### WHAT TO DO
I'd ask you to write out the lines below exactly, with no images.

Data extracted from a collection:
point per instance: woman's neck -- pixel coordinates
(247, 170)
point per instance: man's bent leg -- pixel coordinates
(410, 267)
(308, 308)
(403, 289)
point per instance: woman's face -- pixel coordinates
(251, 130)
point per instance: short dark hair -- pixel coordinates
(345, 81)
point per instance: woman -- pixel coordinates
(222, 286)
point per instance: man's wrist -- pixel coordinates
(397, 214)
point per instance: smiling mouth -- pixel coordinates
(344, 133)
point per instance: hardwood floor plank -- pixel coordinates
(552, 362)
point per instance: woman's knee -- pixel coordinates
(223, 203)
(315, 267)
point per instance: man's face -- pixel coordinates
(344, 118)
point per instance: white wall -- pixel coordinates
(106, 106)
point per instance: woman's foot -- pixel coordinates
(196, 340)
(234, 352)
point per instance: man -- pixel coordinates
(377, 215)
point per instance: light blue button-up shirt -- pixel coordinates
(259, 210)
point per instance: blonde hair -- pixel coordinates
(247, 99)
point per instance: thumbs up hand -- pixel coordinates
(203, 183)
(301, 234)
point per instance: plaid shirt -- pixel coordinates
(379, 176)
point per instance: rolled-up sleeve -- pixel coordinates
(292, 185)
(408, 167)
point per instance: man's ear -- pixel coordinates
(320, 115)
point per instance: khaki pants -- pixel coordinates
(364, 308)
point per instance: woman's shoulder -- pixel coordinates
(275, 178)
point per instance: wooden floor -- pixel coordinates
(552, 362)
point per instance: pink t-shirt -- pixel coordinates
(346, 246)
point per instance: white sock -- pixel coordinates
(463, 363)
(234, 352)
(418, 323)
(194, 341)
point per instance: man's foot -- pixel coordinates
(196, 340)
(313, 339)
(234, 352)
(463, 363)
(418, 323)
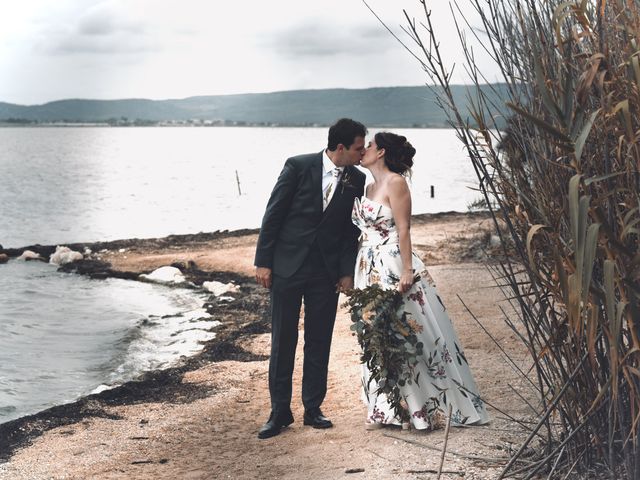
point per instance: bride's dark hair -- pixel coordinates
(398, 152)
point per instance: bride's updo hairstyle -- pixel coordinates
(398, 152)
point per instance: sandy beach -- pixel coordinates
(200, 419)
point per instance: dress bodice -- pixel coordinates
(375, 221)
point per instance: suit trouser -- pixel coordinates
(312, 284)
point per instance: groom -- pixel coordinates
(306, 251)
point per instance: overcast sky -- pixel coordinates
(159, 49)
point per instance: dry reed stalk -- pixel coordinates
(562, 181)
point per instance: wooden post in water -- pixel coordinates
(238, 181)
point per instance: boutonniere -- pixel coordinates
(345, 180)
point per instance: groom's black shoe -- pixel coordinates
(316, 419)
(276, 422)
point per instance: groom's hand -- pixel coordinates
(263, 276)
(344, 284)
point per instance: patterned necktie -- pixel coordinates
(326, 196)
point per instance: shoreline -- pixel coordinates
(226, 382)
(247, 315)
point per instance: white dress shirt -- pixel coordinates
(329, 179)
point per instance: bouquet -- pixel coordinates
(390, 347)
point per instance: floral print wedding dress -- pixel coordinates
(445, 378)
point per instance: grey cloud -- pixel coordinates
(98, 31)
(316, 39)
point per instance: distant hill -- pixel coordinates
(375, 107)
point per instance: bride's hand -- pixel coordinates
(406, 281)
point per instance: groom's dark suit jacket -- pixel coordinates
(294, 221)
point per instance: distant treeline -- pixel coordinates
(376, 107)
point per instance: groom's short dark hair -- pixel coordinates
(345, 131)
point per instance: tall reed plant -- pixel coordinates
(562, 180)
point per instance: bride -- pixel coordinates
(385, 258)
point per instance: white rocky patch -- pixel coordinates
(164, 275)
(219, 288)
(64, 255)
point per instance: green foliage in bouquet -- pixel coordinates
(390, 347)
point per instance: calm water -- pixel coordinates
(63, 336)
(87, 184)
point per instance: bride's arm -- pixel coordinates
(400, 202)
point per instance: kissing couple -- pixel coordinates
(323, 234)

### TASK RESULT
point per instance: woman's neck -- pixel coordinates
(247, 170)
point per instance: man's bent leg -- pixel coordinates
(410, 267)
(308, 308)
(403, 289)
point per instance: woman's face -- pixel coordinates
(251, 130)
point per instance: short dark hair -- pixel coordinates
(345, 81)
point per instance: woman -- pixel coordinates
(222, 286)
point per instance: man's wrist -- pixel coordinates
(397, 214)
point per instance: smiling mouth -- pixel coordinates
(344, 133)
point per instance: hardwood floor plank -- pixel coordinates
(552, 362)
point per instance: woman's knee -- pixel coordinates
(223, 203)
(315, 267)
point per instance: man's face -- pixel coordinates
(344, 118)
point per instance: white wall -- pixel coordinates
(106, 106)
point per instance: woman's foot -- pixel coordinates
(196, 340)
(234, 352)
point per instance: man -- pixel coordinates
(377, 215)
point per instance: light blue button-up shirt -- pixel coordinates
(259, 210)
point per instance: blonde hair -- pixel coordinates
(247, 99)
point per instance: thumbs up hand -- pixel coordinates
(203, 183)
(301, 234)
point per instance: plaid shirt -- pixel coordinates
(379, 176)
point per instance: rolled-up sleeve -- pixel coordinates
(292, 185)
(408, 167)
point per instance: man's ear -- pixel coordinates
(320, 115)
point per instance: khaki pants -- pixel coordinates
(364, 308)
point per instance: woman's shoulder -- pixel coordinates
(275, 178)
point per instance: wooden floor -- pixel coordinates
(552, 362)
point per instance: pink t-shirt -- pixel coordinates
(346, 246)
point per instance: white sock -- pixel coordinates
(463, 363)
(234, 352)
(418, 323)
(194, 341)
point per instance: man's foot -- pixel coordinates
(196, 340)
(313, 339)
(234, 352)
(463, 363)
(418, 323)
point per instance: bride's dark hair -- pixel coordinates
(398, 152)
point per instance: bride's updo hairstyle -- pixel coordinates
(398, 152)
point per instance: sandy beach -- pixel coordinates
(200, 419)
point per instance: dress bodice -- pixel coordinates
(375, 221)
point per instance: suit trouser -- pixel coordinates
(312, 284)
point per instance: groom -- pixel coordinates
(306, 251)
point per instance: overcast sky -- pixel coordinates
(159, 49)
point per instance: dry reed stalk -- pixel coordinates
(562, 181)
point per instance: wooden post in water -- pixel coordinates
(238, 181)
point per instance: boutonniere -- pixel coordinates
(345, 180)
point per instance: groom's black shoe -- pixel coordinates
(316, 419)
(276, 422)
point per instance: groom's hand -- pixel coordinates
(263, 276)
(344, 284)
point per instance: patterned necktie -- pixel coordinates
(326, 196)
point per instance: shoreline -- pixel coordinates
(226, 382)
(247, 315)
point per instance: white dress shirt -- pixel coordinates
(329, 179)
point per instance: bouquet -- pixel coordinates
(390, 347)
point per instance: floral print wedding dress -- pixel coordinates
(445, 378)
point per instance: grey cloud -- pixel coordinates
(98, 31)
(316, 39)
point per instance: distant hill -- pixel coordinates
(375, 107)
point per instance: bride's hand -- pixel coordinates
(406, 281)
point per instance: groom's dark suit jacket -- pixel coordinates
(294, 221)
point per instance: distant treeline -- pixel coordinates
(376, 107)
point per instance: groom's short dark hair -- pixel coordinates
(345, 131)
point per instance: tall reed plant -- pixel coordinates
(562, 180)
point per instance: bride -- pixel coordinates
(385, 258)
point per instance: white rocky patch -- pixel coordinates
(164, 275)
(219, 288)
(64, 255)
point per instance: green foliage in bouquet -- pixel coordinates
(390, 347)
point per instance: calm water -- pixel coordinates
(63, 336)
(87, 184)
point per instance: bride's arm -- pixel coordinates
(400, 202)
point per instance: kissing couple -- pixel coordinates
(323, 234)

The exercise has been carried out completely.